**What you have to do:** Copy nothing from the entries below except the lines from the one containing "picture frame shown above." through the one containing "REQ-P. For each", and copy those exactly.

**Dataset entries:**
════════════════════
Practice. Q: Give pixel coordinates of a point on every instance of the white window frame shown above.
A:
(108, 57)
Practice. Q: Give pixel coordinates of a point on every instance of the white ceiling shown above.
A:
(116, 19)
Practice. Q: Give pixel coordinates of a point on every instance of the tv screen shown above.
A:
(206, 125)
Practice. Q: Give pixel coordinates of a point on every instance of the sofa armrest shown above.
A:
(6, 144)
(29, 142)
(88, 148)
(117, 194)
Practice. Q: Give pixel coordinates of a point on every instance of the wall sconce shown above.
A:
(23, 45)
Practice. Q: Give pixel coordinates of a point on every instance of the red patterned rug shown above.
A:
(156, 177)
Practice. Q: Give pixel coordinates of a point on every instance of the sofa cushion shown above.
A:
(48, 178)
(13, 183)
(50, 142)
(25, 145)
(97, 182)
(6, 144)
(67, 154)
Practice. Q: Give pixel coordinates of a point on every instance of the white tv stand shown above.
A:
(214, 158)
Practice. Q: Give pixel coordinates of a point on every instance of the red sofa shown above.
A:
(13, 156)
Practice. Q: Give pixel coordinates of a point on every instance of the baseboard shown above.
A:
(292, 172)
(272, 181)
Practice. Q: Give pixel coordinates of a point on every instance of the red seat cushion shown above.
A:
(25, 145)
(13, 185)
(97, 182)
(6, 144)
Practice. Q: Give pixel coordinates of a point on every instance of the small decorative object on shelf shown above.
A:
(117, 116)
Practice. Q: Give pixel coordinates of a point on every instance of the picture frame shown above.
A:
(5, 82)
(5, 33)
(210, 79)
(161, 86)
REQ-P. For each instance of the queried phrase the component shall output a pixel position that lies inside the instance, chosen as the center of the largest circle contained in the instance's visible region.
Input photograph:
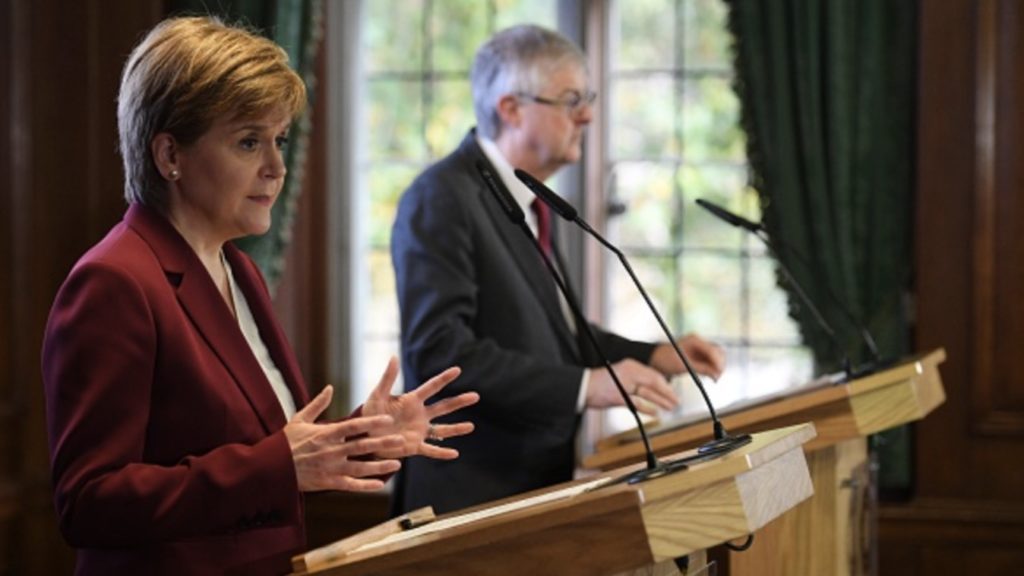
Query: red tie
(543, 213)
════════════════════
**Written solution:**
Practice. Q: Give pixel coordinates of a point on every instance of the picture frame shown above.
A:
(5, 82)
(5, 33)
(210, 79)
(161, 86)
REQ-P. For each instance of the queried phrase the component shall output a pixel position that lies inside the instance, chosen as the center of the largest circle contained in the instance's visible region.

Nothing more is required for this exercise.